_PROVIDED INFORMATION_
= Beginning of Section =

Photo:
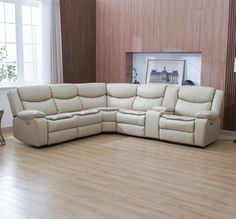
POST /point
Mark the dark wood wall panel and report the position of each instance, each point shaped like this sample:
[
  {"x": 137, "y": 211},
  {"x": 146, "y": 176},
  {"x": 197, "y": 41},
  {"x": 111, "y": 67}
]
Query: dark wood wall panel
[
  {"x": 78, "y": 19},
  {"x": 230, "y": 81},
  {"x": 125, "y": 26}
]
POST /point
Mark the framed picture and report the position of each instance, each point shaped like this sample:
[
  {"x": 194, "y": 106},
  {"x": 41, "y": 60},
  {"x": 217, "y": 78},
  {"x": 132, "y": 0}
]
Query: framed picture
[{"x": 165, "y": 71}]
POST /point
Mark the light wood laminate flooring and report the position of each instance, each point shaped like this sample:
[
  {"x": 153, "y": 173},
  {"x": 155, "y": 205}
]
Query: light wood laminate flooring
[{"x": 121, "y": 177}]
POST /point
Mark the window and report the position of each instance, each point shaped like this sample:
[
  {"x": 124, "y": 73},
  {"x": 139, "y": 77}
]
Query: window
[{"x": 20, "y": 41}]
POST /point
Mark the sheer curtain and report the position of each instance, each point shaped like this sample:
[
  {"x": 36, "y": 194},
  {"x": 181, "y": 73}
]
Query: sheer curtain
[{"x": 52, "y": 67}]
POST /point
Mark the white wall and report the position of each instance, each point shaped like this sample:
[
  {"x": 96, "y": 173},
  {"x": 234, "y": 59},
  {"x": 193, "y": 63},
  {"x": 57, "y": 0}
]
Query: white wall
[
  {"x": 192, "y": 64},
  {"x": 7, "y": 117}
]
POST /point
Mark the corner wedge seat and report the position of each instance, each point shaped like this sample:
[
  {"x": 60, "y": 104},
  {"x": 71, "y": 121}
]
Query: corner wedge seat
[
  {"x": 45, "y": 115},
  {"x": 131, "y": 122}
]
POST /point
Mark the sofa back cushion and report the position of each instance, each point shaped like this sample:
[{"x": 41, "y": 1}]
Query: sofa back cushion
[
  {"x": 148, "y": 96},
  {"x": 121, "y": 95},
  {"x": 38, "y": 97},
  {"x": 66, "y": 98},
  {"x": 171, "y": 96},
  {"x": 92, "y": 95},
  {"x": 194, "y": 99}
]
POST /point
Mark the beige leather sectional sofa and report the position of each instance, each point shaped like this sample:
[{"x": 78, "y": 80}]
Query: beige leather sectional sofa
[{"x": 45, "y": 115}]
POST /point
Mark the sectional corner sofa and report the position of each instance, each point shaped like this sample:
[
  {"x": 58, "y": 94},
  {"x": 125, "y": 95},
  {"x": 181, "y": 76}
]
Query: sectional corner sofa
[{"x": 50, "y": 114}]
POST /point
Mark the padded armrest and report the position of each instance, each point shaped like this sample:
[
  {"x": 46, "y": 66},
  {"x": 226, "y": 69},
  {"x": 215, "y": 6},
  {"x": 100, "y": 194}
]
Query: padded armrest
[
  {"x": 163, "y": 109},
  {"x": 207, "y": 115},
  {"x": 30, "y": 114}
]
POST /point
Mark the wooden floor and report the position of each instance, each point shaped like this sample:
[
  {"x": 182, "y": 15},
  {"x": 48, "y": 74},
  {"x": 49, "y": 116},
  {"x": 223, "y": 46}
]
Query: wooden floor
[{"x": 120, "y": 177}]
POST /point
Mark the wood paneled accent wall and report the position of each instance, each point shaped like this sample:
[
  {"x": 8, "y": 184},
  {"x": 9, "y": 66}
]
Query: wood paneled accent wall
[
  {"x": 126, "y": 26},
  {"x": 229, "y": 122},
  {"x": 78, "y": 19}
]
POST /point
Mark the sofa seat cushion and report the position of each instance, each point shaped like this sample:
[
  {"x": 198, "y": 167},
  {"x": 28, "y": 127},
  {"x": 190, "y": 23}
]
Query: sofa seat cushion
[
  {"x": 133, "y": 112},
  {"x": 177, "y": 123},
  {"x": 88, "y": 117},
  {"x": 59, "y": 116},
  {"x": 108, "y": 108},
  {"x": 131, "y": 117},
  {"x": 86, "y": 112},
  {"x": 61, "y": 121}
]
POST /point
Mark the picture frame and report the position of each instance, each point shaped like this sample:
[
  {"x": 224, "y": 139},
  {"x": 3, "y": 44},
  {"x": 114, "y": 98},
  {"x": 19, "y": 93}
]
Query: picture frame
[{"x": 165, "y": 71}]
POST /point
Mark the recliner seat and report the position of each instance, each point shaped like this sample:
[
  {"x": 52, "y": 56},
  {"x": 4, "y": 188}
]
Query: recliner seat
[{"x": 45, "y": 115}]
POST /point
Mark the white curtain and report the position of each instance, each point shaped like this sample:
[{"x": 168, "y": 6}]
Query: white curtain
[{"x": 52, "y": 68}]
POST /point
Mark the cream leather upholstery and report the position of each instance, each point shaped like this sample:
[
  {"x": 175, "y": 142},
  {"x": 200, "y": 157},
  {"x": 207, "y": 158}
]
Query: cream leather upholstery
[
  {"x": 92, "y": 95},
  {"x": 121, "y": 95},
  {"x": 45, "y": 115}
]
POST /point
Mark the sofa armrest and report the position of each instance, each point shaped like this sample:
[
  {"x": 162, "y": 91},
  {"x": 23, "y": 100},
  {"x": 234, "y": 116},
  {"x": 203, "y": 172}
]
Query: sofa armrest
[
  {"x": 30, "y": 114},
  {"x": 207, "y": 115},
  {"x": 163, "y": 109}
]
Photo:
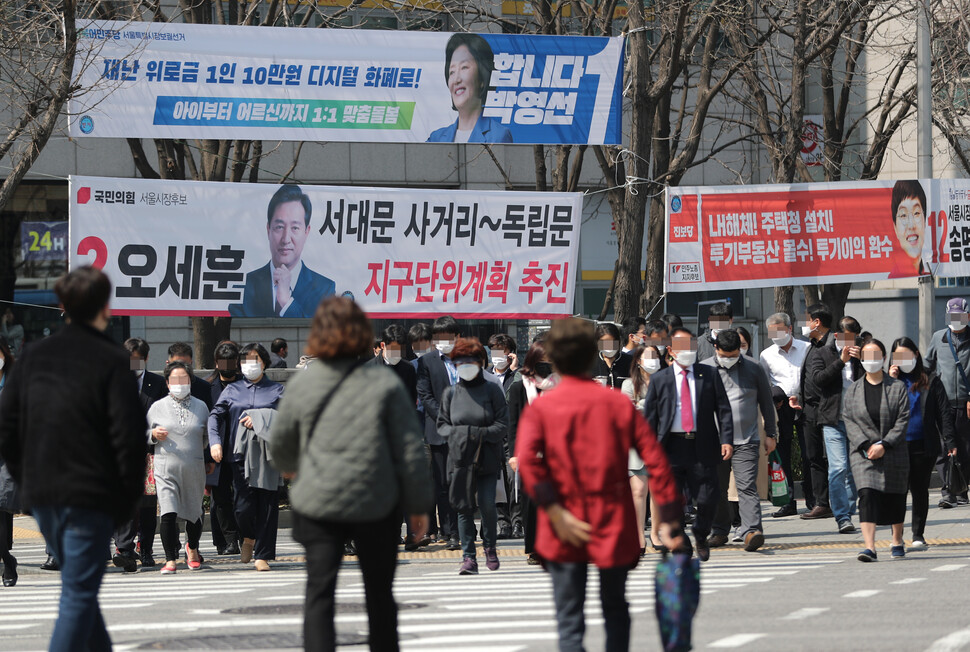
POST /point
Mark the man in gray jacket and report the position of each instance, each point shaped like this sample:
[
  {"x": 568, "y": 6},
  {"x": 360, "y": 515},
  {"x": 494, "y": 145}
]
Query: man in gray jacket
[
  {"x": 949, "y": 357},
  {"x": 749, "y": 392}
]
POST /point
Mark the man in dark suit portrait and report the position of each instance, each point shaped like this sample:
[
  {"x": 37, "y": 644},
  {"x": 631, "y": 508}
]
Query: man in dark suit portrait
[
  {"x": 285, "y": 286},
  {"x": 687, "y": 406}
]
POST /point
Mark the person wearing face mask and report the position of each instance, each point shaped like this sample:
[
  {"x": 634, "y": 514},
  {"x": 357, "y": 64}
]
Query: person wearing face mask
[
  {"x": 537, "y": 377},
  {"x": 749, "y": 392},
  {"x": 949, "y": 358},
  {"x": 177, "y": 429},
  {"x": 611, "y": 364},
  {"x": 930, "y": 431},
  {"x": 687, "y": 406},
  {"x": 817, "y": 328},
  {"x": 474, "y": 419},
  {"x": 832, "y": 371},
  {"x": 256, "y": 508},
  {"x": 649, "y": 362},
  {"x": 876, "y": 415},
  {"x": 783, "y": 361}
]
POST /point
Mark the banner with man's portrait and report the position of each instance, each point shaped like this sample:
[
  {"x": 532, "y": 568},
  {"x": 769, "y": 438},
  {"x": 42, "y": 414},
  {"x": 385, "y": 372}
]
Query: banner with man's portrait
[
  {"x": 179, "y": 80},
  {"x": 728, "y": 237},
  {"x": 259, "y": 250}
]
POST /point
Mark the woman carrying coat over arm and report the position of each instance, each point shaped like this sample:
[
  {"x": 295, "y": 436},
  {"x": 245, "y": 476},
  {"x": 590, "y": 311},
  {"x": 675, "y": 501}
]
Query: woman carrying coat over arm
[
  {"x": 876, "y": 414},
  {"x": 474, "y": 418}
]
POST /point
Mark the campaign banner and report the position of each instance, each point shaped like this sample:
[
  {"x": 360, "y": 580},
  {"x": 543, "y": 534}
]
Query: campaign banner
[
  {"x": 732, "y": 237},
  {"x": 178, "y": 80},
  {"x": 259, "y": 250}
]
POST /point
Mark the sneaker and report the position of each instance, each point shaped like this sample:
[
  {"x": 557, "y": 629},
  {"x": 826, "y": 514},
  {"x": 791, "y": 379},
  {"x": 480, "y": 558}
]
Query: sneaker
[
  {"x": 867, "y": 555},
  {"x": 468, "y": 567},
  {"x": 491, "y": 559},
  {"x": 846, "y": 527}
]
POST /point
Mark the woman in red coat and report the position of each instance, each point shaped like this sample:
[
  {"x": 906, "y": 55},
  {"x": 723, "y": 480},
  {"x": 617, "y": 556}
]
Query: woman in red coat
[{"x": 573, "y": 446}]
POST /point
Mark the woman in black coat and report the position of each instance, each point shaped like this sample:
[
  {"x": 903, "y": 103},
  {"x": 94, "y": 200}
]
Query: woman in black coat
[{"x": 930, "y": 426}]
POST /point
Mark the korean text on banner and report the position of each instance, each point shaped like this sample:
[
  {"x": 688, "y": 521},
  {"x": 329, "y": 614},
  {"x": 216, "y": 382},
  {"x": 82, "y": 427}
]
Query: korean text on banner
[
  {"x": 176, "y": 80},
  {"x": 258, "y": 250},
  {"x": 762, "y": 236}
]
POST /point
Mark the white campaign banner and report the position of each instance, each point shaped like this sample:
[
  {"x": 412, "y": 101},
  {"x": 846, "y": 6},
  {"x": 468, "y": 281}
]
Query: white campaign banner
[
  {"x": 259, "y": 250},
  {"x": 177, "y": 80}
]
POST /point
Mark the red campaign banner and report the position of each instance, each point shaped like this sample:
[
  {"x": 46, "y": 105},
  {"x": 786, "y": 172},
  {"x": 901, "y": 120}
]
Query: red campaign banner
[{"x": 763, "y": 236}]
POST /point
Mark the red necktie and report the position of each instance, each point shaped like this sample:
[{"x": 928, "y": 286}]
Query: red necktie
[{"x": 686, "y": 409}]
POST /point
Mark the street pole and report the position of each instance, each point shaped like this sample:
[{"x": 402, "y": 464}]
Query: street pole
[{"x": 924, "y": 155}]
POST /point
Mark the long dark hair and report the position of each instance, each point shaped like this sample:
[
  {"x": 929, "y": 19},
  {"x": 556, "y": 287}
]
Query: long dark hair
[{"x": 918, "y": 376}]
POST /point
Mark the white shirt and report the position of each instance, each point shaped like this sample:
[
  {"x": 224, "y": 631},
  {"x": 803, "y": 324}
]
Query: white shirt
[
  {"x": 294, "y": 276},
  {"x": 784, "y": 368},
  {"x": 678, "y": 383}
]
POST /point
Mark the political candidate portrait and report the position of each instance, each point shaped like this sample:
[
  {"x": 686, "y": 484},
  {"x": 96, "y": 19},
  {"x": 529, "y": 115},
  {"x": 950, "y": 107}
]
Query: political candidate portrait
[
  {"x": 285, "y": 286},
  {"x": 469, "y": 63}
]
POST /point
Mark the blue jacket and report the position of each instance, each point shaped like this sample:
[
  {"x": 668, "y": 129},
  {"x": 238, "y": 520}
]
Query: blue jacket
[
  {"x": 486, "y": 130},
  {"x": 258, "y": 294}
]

= End of Section =

_TASK TO COMPLETE_
Write out exactly the lines that begin at the one containing "Query: white shirt" and continue through the last line of the data, and only those.

_RESULT OF THE TASK_
Query: white shirt
[
  {"x": 294, "y": 276},
  {"x": 784, "y": 368},
  {"x": 678, "y": 383}
]
POST /point
Mark the political candidate portrait and report the position of each instance, each point shaped like this sample:
[
  {"x": 686, "y": 484},
  {"x": 96, "y": 19},
  {"x": 529, "y": 115},
  {"x": 950, "y": 107}
]
Query: political candidate portrait
[
  {"x": 285, "y": 286},
  {"x": 469, "y": 63}
]
POST /point
Mark the blue jacket and report the position of each instance, each point shaped like this sample:
[
  {"x": 668, "y": 129},
  {"x": 238, "y": 520}
]
Query: blue jacket
[
  {"x": 486, "y": 130},
  {"x": 258, "y": 294}
]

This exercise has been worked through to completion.